[[ Source document open ]]

Microplastics, which get gobbled up by whales, deep-sea fish and plankton, have also turned up in the bodies of mosquitoes, scientists have revealed.
The research, published Wednesday in the journal Biology Letters, is the first to show that bits of plastic can be transferred between a mosquito’s life stages that use different habitats.
For the study, the scientists fed the larvae of Culex pipiens—the common house mosquito—different-sized fluorescent polystyrene beads. The researchers found that the tiny fragments stayed in the larvae’s bodies as they matured into flying adults.
Beads that were smaller than 2 micrometers in size transferred “readily” into pupae and adult stages, while larger beads that were 15 micrometers in size transferred at a “significantly reduced” rate, the paper states.
“Larvae are filter feeders that waft little combs towards their mouths, so they can’t actually distinguish between a bit of plastic and a bit of food,” lead researcher Amanda Callaghan of the University of Reading told The Guardian. “They eat algae, which are more or less the same size as these microplastics.”

[[ Source document closed ]]

Work to complete:
[1] Translate this sentence from the mosquito microplastics article into Spanish: "The researchers found that the tiny fragments stayed in the larvae’s bodies as they matured into flying adults."
[2] Write the next part of the mosquito microplastics article, picking up after its last sentence.
The lines are not needed for this work.

[[ Study material open ]]

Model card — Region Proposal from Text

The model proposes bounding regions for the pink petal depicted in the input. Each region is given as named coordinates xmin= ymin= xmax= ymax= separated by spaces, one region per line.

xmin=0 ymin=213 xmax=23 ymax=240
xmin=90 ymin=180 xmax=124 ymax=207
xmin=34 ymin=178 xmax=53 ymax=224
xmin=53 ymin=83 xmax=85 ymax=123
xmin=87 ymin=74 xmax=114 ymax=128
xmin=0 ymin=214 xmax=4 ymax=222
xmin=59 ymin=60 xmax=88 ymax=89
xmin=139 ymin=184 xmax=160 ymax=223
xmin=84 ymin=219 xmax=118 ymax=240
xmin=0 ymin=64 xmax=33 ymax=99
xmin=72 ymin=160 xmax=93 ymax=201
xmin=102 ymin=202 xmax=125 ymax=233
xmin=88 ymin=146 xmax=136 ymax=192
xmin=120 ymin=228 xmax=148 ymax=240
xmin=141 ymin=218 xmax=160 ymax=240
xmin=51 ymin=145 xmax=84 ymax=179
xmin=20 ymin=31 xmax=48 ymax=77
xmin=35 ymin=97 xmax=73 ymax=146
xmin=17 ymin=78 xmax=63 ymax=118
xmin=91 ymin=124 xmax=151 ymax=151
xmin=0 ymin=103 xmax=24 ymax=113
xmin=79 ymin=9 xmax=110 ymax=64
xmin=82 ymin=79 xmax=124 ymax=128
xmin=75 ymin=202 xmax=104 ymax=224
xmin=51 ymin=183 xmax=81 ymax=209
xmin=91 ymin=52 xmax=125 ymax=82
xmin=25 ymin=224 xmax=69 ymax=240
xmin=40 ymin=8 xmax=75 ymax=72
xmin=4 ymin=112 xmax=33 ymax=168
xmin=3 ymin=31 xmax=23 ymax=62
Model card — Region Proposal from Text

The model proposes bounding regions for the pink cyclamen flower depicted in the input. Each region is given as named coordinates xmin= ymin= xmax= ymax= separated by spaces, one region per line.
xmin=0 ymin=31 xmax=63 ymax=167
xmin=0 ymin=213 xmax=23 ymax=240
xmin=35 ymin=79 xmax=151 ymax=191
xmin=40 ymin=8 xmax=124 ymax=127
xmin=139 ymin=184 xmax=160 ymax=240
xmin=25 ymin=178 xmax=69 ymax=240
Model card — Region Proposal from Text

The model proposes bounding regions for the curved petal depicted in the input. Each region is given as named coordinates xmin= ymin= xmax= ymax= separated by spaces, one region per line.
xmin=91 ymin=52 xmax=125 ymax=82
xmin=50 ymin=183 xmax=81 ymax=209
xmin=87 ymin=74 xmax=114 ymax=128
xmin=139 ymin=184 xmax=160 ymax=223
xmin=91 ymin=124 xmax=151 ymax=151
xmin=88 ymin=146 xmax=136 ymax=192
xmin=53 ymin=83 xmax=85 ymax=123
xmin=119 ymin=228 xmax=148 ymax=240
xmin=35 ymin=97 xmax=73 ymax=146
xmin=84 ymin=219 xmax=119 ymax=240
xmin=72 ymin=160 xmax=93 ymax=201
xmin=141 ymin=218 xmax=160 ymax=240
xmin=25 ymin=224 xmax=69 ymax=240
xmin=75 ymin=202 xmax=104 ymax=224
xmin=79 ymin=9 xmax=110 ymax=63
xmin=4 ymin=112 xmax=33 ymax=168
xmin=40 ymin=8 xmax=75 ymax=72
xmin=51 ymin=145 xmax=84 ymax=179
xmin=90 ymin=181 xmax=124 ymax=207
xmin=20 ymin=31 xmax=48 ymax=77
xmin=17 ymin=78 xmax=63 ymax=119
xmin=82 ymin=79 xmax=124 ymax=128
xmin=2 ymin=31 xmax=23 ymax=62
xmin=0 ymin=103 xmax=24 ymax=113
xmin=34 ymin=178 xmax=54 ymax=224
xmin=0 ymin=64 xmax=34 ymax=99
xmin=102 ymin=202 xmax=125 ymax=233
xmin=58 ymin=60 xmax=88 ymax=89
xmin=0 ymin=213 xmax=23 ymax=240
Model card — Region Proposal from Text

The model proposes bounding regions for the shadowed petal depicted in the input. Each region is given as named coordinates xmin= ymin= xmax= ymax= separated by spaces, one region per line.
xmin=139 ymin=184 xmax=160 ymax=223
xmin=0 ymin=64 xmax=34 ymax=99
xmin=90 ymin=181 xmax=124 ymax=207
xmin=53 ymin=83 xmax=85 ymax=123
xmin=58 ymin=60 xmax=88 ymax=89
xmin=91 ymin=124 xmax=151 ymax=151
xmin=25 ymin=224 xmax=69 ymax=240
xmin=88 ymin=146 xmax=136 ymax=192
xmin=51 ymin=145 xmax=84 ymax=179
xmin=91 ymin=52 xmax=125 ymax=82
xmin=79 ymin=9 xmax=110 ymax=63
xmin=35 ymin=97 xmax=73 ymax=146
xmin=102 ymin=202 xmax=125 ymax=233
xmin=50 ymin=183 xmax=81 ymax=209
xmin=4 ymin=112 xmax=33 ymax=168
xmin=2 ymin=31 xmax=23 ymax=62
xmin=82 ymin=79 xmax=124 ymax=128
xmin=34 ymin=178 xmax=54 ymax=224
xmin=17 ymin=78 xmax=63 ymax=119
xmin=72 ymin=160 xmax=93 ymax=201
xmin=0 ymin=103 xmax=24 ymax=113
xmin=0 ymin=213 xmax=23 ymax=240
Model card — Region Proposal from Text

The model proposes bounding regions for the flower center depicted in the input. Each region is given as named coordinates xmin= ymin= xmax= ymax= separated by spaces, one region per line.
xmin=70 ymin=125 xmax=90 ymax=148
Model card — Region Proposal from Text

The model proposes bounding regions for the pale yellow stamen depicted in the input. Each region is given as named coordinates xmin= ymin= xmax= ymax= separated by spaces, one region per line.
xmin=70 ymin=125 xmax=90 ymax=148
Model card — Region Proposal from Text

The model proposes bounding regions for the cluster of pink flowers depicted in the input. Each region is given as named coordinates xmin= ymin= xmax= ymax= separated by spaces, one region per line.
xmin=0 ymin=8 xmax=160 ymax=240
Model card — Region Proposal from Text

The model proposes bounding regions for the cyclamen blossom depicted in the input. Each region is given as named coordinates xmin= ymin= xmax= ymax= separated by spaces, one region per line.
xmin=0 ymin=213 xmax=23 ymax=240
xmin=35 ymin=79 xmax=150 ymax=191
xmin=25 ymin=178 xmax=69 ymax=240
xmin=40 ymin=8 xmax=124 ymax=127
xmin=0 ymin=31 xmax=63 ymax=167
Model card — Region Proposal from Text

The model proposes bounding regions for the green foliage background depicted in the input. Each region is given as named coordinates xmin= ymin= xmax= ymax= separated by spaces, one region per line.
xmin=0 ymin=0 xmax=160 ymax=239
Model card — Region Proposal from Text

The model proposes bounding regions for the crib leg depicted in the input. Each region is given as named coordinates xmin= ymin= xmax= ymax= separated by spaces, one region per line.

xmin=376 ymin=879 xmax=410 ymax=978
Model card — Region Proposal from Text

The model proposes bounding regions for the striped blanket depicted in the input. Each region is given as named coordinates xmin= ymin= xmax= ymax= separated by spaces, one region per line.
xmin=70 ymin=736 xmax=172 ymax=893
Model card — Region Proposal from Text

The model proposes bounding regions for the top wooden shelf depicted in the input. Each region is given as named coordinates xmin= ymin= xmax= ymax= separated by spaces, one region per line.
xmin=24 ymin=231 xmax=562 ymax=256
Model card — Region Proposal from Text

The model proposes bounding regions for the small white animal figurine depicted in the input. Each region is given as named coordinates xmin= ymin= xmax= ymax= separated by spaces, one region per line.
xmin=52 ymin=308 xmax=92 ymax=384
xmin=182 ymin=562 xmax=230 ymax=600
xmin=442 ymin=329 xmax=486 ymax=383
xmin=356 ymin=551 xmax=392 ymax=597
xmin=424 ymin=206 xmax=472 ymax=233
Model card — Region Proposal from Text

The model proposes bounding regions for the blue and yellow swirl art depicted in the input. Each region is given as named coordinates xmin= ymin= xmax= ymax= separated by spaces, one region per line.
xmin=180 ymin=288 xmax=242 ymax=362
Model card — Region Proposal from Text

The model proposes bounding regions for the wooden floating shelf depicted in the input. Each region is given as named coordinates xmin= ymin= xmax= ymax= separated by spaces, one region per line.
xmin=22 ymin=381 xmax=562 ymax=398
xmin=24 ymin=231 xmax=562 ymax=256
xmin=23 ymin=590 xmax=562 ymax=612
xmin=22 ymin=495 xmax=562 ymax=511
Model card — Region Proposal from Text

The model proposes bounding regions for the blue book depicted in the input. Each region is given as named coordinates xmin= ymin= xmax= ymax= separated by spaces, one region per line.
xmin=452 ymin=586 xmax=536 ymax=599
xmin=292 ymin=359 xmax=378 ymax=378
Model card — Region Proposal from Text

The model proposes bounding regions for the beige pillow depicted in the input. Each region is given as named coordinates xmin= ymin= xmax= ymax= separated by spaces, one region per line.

[[ Study material closed ]]

Answers by task:
[1] Los investigadores descubrieron que los diminutos fragmentos permanecían en el cuerpo de las larvas a medida que maduraban hasta convertirse en adultos voladores.

[2]
The study suggests that plastics could enter the larger food chain if birds, bats or other creatures eat the mosquitoes.
“The implication is that you can have plastics at the bottom of the pond that are now going up into the air and being eaten by spiders and bats and animals that normally wouldn’t have access to that plastic,” Callaghan told The Independent.
“You could have a dragonfly, for example, eating mosquitoes as they are emerging—so it could be eating lots of mosquitoes with plastic in them, and then a bird could be eating that and getting an even bigger dose.”
The researchers are now studying if consuming plastics harms the mosquitoes, The Guardian reported.
“It is a shocking reality that plastic is contaminating almost every corner of the environment and its ecosystems,” Callaghan added. “Much recent attention has been given to the plastics polluting our oceans, but this research reveals it is also in our skies.”